(What to work on) Output the lines of the records between the line containing "Somewhere in the screenshot above is the spotted" and the line containing "[128,28,246,36]", inclusive, reproducing them unchanged.
** start Raw records **
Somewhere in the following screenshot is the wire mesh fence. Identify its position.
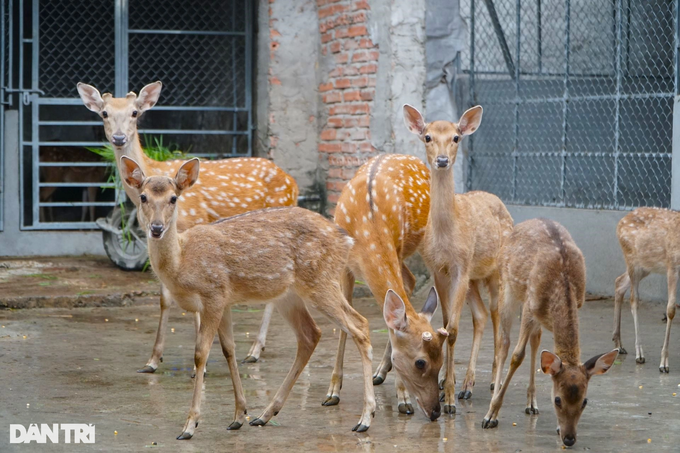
[461,0,678,209]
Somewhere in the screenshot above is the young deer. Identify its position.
[612,208,680,373]
[323,154,447,420]
[78,82,298,373]
[482,219,618,446]
[121,156,376,439]
[404,105,513,414]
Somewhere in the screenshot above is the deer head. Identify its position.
[541,349,619,447]
[404,104,482,170]
[78,82,162,149]
[383,288,448,421]
[120,156,200,239]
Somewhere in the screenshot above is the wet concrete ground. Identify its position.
[0,299,680,452]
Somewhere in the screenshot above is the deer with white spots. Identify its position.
[482,219,618,447]
[404,105,513,414]
[323,154,447,420]
[78,82,298,373]
[612,208,680,373]
[120,156,376,440]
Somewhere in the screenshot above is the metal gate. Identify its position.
[461,0,680,210]
[0,0,253,229]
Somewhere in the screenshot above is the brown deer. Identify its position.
[482,219,618,447]
[404,105,513,414]
[120,156,376,439]
[78,82,298,373]
[323,154,447,420]
[612,208,680,373]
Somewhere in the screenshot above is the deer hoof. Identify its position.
[399,403,413,415]
[321,395,340,406]
[482,418,498,429]
[227,421,243,431]
[352,423,370,433]
[458,390,472,400]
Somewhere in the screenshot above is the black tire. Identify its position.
[102,207,149,271]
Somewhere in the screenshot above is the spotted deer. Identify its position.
[78,82,298,373]
[612,208,680,373]
[404,105,513,414]
[120,156,376,440]
[323,154,447,420]
[482,219,618,447]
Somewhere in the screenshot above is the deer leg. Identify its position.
[482,305,540,429]
[217,307,248,430]
[321,269,354,406]
[524,328,542,415]
[250,295,321,426]
[310,287,376,432]
[243,303,274,363]
[137,285,172,373]
[659,268,678,373]
[458,281,487,400]
[612,271,630,354]
[177,308,220,440]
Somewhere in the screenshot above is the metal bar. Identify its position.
[484,0,519,78]
[560,0,571,203]
[128,28,246,36]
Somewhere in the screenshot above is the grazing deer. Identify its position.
[612,208,680,373]
[323,154,447,420]
[121,156,376,439]
[482,219,618,447]
[78,82,298,373]
[404,105,513,414]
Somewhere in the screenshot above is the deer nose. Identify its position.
[111,134,127,146]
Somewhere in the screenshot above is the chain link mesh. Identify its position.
[461,0,676,209]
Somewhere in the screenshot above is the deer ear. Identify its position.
[120,156,145,189]
[583,349,619,377]
[404,104,425,135]
[383,289,408,332]
[420,286,438,321]
[137,81,163,112]
[541,349,562,376]
[175,157,200,190]
[78,82,104,113]
[458,105,483,135]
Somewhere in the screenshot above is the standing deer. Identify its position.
[78,82,298,373]
[612,208,680,373]
[323,154,447,420]
[404,105,513,414]
[120,156,376,440]
[482,219,618,447]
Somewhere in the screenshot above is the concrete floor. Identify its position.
[0,299,680,452]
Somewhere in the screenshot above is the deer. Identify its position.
[77,81,298,373]
[482,219,619,447]
[322,154,447,421]
[612,208,680,373]
[403,104,513,414]
[120,156,376,440]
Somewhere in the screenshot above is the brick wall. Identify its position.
[317,0,378,213]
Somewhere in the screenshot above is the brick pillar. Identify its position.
[317,0,378,214]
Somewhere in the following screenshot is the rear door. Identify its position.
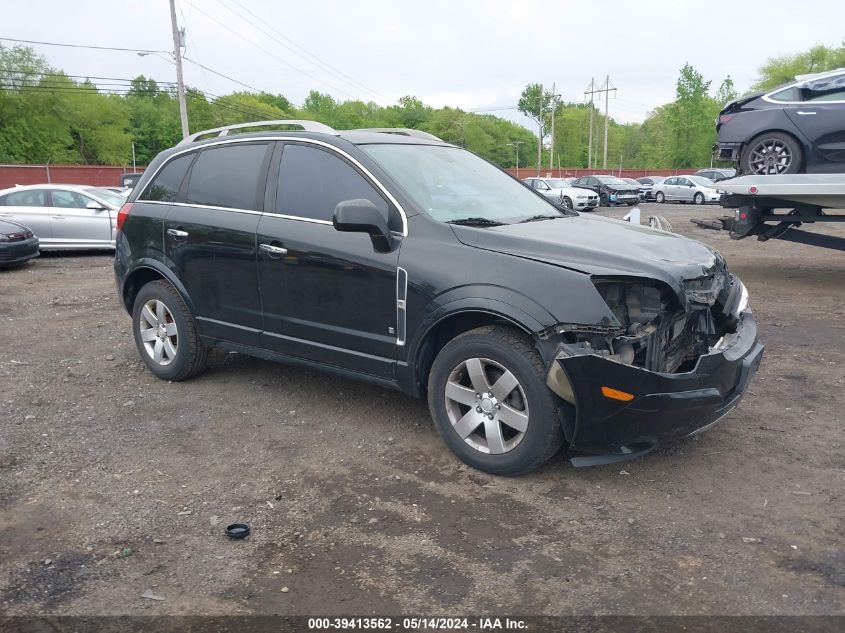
[785,74,845,172]
[257,142,402,378]
[163,141,273,346]
[0,189,53,245]
[49,189,112,247]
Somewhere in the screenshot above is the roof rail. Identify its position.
[179,119,337,145]
[350,127,443,143]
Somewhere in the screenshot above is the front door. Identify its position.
[163,142,272,346]
[257,143,402,378]
[0,189,53,245]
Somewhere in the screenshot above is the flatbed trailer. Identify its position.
[692,174,845,251]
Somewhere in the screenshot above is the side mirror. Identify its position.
[332,198,395,253]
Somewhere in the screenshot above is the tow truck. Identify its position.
[692,174,845,251]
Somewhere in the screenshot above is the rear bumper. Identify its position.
[0,236,38,266]
[549,311,763,466]
[713,142,742,163]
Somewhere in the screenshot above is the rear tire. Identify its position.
[428,325,563,476]
[132,280,210,381]
[740,132,804,175]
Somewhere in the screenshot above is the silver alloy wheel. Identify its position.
[138,299,179,366]
[445,358,528,455]
[748,138,793,174]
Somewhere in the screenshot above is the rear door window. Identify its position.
[185,143,268,211]
[276,145,394,231]
[50,189,91,209]
[138,152,196,202]
[5,189,47,207]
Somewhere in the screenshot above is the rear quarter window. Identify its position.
[138,152,196,202]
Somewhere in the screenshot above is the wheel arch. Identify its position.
[737,127,810,175]
[402,299,544,397]
[120,260,196,314]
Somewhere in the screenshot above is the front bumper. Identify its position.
[547,310,763,466]
[0,235,39,266]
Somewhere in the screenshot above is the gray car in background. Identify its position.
[651,176,722,204]
[0,184,126,251]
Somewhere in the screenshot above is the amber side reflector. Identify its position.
[601,387,634,402]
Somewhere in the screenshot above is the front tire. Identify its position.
[132,280,209,381]
[740,132,804,175]
[428,325,563,476]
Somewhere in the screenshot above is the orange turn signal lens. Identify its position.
[601,387,634,402]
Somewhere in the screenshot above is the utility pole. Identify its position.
[537,84,543,178]
[584,77,596,167]
[584,75,616,169]
[602,75,616,169]
[170,0,190,138]
[508,141,525,179]
[452,121,467,148]
[549,84,560,169]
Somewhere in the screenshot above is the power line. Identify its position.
[0,37,169,54]
[217,0,391,102]
[188,5,354,98]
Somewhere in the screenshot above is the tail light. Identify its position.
[117,202,132,231]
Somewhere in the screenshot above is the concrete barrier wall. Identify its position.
[0,165,144,189]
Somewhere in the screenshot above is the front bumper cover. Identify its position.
[547,310,763,466]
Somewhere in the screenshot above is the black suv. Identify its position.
[114,122,763,475]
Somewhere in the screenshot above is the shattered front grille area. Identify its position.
[557,267,736,373]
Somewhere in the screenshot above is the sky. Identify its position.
[0,0,845,127]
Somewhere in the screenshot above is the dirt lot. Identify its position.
[0,205,845,615]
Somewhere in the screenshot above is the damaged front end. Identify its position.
[540,258,763,465]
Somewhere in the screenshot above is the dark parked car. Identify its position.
[114,122,763,475]
[714,68,845,174]
[0,213,38,268]
[637,176,666,200]
[695,167,736,182]
[620,178,646,202]
[570,176,640,207]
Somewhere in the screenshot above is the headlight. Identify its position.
[734,279,748,316]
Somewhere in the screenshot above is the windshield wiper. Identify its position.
[519,215,564,224]
[446,218,505,226]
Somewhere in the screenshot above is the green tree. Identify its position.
[751,40,845,90]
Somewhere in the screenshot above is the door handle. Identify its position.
[258,244,288,255]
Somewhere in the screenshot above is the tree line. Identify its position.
[0,42,845,169]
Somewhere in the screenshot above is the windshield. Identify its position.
[362,143,561,223]
[85,187,126,207]
[596,176,628,185]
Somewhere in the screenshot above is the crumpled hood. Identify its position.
[452,215,724,291]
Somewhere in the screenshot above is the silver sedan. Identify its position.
[651,176,721,204]
[0,184,126,251]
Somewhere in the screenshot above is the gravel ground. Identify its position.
[0,205,845,615]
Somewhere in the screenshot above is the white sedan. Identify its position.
[522,178,599,211]
[651,176,722,204]
[0,184,126,251]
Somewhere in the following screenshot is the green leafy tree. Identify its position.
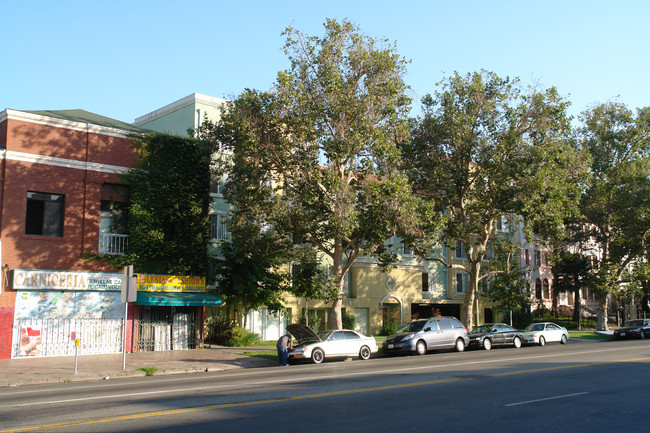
[85,133,211,276]
[404,71,580,327]
[579,102,650,330]
[205,20,410,327]
[484,239,530,325]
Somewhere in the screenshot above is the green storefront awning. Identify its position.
[135,292,222,307]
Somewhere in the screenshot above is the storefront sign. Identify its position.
[137,274,205,292]
[13,269,122,292]
[15,290,124,319]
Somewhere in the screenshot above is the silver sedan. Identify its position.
[523,322,569,346]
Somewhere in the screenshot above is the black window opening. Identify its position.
[25,191,65,237]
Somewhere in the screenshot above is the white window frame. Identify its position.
[454,271,469,295]
[210,212,232,242]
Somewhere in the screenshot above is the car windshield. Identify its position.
[396,320,427,334]
[625,320,643,326]
[318,331,332,341]
[469,325,492,334]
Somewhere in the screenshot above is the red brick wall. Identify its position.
[0,115,134,359]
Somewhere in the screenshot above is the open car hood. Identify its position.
[287,323,321,344]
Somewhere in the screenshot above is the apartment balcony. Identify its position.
[99,233,129,255]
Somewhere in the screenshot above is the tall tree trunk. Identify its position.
[329,240,345,329]
[460,261,481,330]
[573,289,582,329]
[598,293,609,331]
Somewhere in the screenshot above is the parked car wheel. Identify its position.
[311,348,325,364]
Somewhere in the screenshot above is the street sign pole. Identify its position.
[121,265,138,370]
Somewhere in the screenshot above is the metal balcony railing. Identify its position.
[99,233,129,254]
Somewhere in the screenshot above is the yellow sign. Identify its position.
[137,274,205,292]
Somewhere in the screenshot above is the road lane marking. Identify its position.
[506,391,589,407]
[0,357,650,433]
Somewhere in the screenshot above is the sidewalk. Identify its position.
[0,346,277,387]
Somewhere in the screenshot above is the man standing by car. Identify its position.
[275,334,293,367]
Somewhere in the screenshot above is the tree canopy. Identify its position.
[208,20,410,327]
[579,102,650,330]
[404,71,580,326]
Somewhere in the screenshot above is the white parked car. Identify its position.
[523,322,569,346]
[287,324,379,364]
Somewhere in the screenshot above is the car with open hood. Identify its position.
[469,323,524,350]
[614,319,650,339]
[287,324,379,364]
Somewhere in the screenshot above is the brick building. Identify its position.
[0,109,145,358]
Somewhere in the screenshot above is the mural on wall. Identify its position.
[15,291,124,319]
[13,269,124,319]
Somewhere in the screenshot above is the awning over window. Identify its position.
[135,292,222,307]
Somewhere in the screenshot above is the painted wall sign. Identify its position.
[137,274,205,292]
[13,269,122,292]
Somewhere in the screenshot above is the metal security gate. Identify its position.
[11,318,124,358]
[133,307,197,352]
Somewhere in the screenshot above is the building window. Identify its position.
[98,200,129,254]
[210,176,228,197]
[496,215,510,233]
[210,214,231,242]
[25,191,65,238]
[456,272,469,293]
[454,242,466,259]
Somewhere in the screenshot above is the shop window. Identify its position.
[543,278,551,299]
[456,272,469,293]
[25,191,65,237]
[210,214,231,242]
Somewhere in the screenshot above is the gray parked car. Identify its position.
[382,317,469,355]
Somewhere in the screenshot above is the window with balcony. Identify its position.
[210,213,231,242]
[99,200,129,254]
[25,191,65,238]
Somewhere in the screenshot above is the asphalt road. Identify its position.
[0,340,650,433]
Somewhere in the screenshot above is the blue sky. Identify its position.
[0,0,650,122]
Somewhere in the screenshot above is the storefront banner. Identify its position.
[15,291,124,319]
[13,269,122,292]
[137,274,205,292]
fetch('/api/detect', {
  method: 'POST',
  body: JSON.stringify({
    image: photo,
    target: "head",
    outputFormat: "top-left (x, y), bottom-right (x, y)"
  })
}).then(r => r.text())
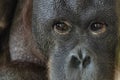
top-left (32, 0), bottom-right (117, 80)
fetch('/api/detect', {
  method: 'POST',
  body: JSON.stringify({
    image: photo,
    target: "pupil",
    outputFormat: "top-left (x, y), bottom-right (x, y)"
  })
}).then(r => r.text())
top-left (91, 24), bottom-right (102, 31)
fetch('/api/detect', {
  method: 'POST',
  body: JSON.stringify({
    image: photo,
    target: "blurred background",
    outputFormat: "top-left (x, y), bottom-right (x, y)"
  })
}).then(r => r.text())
top-left (115, 0), bottom-right (120, 80)
top-left (117, 0), bottom-right (120, 69)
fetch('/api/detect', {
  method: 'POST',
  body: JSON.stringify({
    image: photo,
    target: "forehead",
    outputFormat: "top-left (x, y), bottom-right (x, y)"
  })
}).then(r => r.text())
top-left (33, 0), bottom-right (115, 20)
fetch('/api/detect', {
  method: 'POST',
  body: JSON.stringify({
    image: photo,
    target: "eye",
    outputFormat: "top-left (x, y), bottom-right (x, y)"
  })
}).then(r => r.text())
top-left (53, 21), bottom-right (72, 35)
top-left (89, 22), bottom-right (107, 35)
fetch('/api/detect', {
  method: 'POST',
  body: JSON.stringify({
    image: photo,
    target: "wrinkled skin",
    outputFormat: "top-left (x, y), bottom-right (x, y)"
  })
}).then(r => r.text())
top-left (32, 0), bottom-right (117, 80)
top-left (0, 0), bottom-right (117, 80)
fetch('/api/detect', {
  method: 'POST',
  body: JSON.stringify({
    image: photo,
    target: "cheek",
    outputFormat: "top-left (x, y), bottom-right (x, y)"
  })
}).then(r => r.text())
** end Raw records **
(Task output)
Somewhere in the screenshot above is the spotted deer. Identify its position.
[78,82,298,373]
[612,208,680,373]
[404,105,513,414]
[120,156,376,440]
[323,154,447,420]
[482,219,618,447]
Somewhere in the screenshot above is the deer leg. Identify its position.
[482,305,540,429]
[217,307,248,430]
[321,269,354,406]
[524,328,542,415]
[250,295,321,426]
[310,287,376,432]
[243,303,274,363]
[137,285,172,373]
[659,268,678,373]
[458,281,487,400]
[612,271,630,354]
[177,308,220,440]
Somewhere in the screenshot above is the metal bar. Identify its position.
[484,0,519,78]
[560,0,571,203]
[128,28,246,36]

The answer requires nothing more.